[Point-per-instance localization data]
◆ ◆ ◆

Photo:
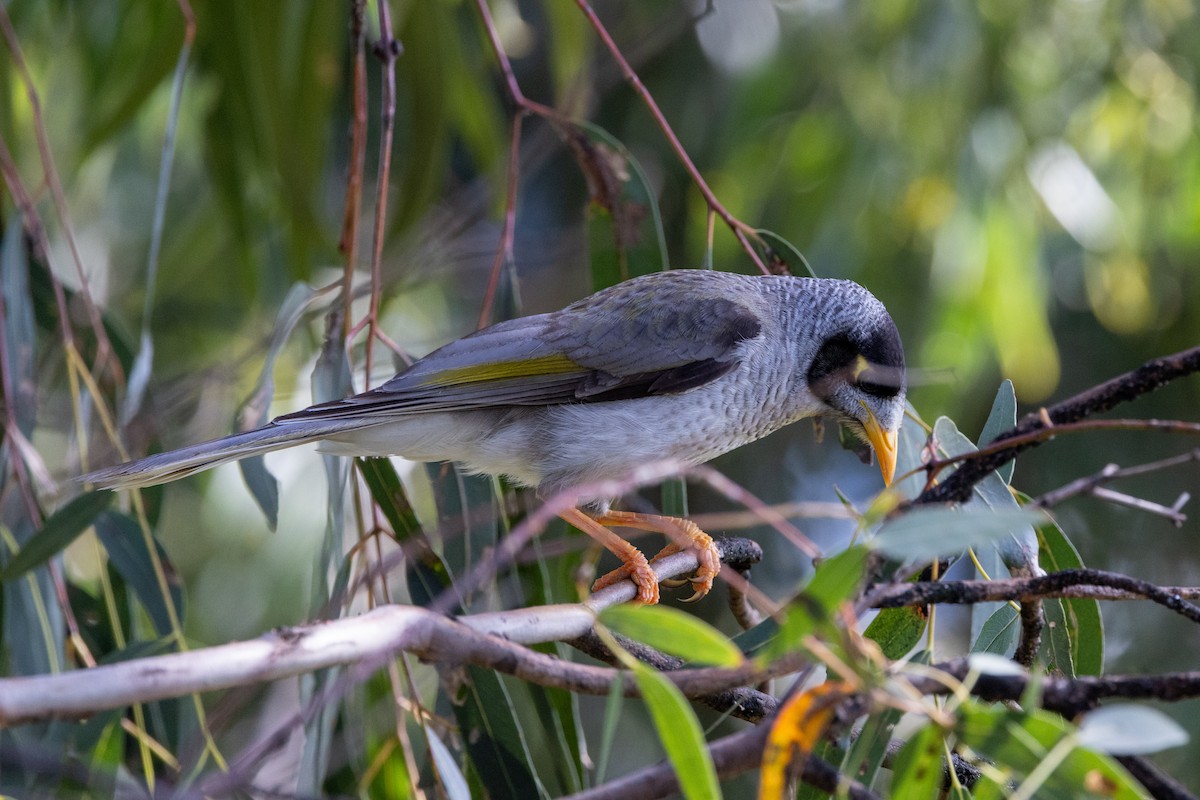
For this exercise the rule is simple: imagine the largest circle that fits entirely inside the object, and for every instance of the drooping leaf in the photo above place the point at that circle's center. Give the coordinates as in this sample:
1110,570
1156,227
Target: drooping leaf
1056,649
868,751
673,631
493,738
1083,614
126,546
1000,632
1002,417
1019,743
679,733
625,235
1129,729
835,581
897,630
612,708
928,534
798,728
918,767
451,777
1019,549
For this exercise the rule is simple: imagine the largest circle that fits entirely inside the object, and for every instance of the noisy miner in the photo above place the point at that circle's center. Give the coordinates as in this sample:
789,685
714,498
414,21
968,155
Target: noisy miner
683,365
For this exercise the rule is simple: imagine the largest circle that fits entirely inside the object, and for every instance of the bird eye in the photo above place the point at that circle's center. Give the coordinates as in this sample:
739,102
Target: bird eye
879,390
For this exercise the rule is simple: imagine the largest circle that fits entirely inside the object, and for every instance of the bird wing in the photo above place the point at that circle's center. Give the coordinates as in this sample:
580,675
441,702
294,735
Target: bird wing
661,334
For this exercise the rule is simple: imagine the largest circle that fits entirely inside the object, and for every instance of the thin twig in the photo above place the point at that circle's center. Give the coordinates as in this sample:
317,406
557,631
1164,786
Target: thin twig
733,755
348,242
504,257
1055,584
1111,473
105,352
741,229
387,49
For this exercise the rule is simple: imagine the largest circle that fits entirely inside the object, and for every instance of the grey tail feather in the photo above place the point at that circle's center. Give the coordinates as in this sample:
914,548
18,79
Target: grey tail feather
163,468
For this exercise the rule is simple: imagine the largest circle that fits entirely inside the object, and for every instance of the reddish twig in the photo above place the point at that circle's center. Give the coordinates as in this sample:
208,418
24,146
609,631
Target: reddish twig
105,353
348,242
504,257
741,229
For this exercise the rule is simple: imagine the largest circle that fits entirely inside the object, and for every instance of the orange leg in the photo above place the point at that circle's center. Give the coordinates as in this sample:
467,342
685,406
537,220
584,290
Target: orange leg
683,534
634,564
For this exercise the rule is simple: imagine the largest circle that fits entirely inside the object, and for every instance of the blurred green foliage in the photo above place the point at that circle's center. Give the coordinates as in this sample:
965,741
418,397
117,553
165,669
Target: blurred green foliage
1018,181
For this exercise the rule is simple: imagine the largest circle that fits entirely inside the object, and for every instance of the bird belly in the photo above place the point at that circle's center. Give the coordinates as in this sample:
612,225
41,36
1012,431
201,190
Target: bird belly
481,440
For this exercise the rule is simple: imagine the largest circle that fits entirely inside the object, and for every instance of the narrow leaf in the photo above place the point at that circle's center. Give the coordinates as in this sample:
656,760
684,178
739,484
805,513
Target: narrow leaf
125,545
673,631
929,534
63,528
918,767
1002,417
453,780
1083,614
1000,632
681,734
1129,731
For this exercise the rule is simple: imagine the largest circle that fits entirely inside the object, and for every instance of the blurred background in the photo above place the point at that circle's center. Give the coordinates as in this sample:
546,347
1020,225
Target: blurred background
1018,181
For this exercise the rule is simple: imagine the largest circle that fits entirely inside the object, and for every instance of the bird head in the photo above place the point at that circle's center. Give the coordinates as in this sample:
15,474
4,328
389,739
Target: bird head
858,374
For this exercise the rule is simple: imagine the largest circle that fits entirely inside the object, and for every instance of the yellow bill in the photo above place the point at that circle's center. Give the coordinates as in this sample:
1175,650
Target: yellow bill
885,445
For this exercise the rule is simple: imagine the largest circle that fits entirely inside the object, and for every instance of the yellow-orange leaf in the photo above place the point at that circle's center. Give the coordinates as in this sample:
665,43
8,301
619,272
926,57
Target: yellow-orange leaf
797,729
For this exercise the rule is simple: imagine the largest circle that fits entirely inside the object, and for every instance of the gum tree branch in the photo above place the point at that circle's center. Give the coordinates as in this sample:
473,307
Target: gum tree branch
493,639
1055,584
1037,427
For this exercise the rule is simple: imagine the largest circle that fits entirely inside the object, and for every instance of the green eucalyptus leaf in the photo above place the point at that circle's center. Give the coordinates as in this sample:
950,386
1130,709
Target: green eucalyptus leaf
1083,618
126,547
918,768
675,632
897,630
1000,632
451,777
1002,417
60,529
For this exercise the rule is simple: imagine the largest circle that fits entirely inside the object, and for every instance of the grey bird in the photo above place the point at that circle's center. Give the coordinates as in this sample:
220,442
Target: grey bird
684,365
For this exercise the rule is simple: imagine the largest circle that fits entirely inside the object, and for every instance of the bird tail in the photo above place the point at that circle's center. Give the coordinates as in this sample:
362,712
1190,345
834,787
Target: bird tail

◆ ◆ ◆

# What you will do
All entries above are to be set down word for word, and the pictures are to be left out.

# Result
Photo:
For this exercise the rule is simple: imagine the largest circle that fits entirely inside the object, and for every instance of the drooping leaf in the photo above place the point at that circle's center. Give the coordinates as in this sample:
1110,570
1156,227
Target: drooping leaf
1056,649
868,751
673,631
493,738
1083,614
126,546
1000,632
1002,417
1019,743
679,733
625,235
1129,729
835,581
897,630
612,708
928,534
798,728
918,767
451,777
1019,549
For this exercise the rule is simple: imagine the largest circle that fits entirely inside the object, and for every instance of the noisy miner in the photo above place the point at that circle's center. Give the coordinates as in this sample:
789,685
714,498
414,21
968,155
Target: noisy miner
683,365
For this exercise the rule is simple: imagine the largest circle that fits entirely inside the object, and for every instance of the bird eye in the photo above place the point at that circle's center. Give the coordinates as in this sample:
739,102
Target: bird eye
879,390
For this exercise the rule is simple: imagine the largest circle that fits entirely inside the object, and for every instance of the bird wing in the photo above place the point at that circle's center. Give the coordinates as in this sample:
580,675
441,702
294,735
Target: bird wing
661,334
For this exercise the rule is simple: imagine the largest circle that fits entirely inside the object, and for every instance of the thin twig in the photo above place the point at that circle's center. Give the coordinates as in this sample:
317,406
557,631
1164,786
Target: thin twig
733,755
348,242
504,257
1055,584
1111,473
105,352
741,229
387,49
For this exercise the rule is simple: imagine the largest circle that fits entirely inside the object, and for every instance of the grey tail feather in the photo above place the point at that circle's center. Give the coordinates as in this sample:
914,548
18,79
Target: grey tail feather
163,468
For this exercise the rule is simple: imagine the largest circle that fits entirely inside the object, and for every instance of the reddish twig in the photo above place the point at that circle's center. Give the coordinates as in this sample:
208,418
24,146
609,631
Target: reddish twig
105,353
348,242
504,257
741,229
For this exercise the rule is simple: imagine the largest circle that fits entirely inside the object, and for every instance of the orange leg in the photo above place the point at that circle's center. Give the coordinates as in this sample:
467,342
685,406
537,220
584,290
Target: orange leg
683,534
634,564
For this exercise the rule is simple: imagine the largest circle that fits entirely inside the object, and for every instance of the blurred green foliage in the photo above place the point at that circle's center. Give the coordinates as in this sample:
965,741
418,397
117,553
165,669
Target: blurred green foliage
1018,181
For this exercise the rule is simple: imagine the largest circle that fits entirely inside the object, and for every instance of the bird belly in the photo above place the point at that circle's center. Give the coordinates as in this sample:
612,225
41,36
1012,431
201,190
Target: bird belly
481,440
For this exercise the rule is simple: imagine the largest circle that fits entirely inside the object, and for every instance of the narrow leaf in the photo above place the point at that circle's center. Give the coordinates as in this sample:
656,760
684,178
739,484
805,513
Target: narrow leaf
125,545
673,631
929,534
63,528
918,767
1002,417
453,780
1083,614
1000,632
681,734
1129,731
For this exercise the rule is simple: imagine the largest circle that fits entirely inside the object, and for every instance of the blurred background in the photo above place the point at that circle's center. Give the coordinates as in this sample:
546,347
1020,225
Target: blurred background
1018,181
For this exercise the rule is simple: imagine the largest circle that fits entirely inside the object, and for every instance of the bird head in the photo above place the point at that circle's center. Give the coordinates as in this sample:
15,474
4,328
389,739
Target: bird head
858,374
For this exercise the rule is simple: imagine the largest circle that fits entirely inside the object, and for every instance of the yellow bill in the photo above place the point at that circle's center. Give the coordinates as in this sample:
1175,650
Target: yellow bill
885,445
For this exercise the rule is simple: imagine the largest circle that fits entirely inside the object, and for every instance of the yellow-orange leaf in the photo above place the point at that circle's center. Give the coordinates as in this sample:
665,43
8,301
619,272
926,57
Target: yellow-orange leaf
797,729
For this exercise the rule is simple: imagine the largest circle that fits entirely inside the object, and for every instance of the gum tree branch in the photo above place the point at that circle's center. Give the coordinates as in this sample:
473,307
Target: gum tree branch
493,639
1055,584
1037,427
For this exercise the rule is simple: imagine the largest circle that fits entirely inside the object, and for every instance of the green eucalyptus leaf in the photo above place the point at that circle's center. Give the coordinates as in this sample:
950,386
1130,709
Target: green eucalyptus leaf
1083,618
126,547
918,768
675,632
897,630
1000,632
451,777
1002,417
60,529
For this exercise the rule is simple: imagine the largest circle that fits entirely inside the object, and for every instance of the grey bird in the photo above place the point at that circle's center. Give the coordinates as in this sample:
220,442
Target: grey bird
684,365
For this exercise the rule is simple: imagine the largest circle that fits entirely inside the object, and for every instance of the bird tail in the photo above place the point at that circle's center. Give the coordinates as in this sample:
362,712
1190,345
834,787
Target: bird tail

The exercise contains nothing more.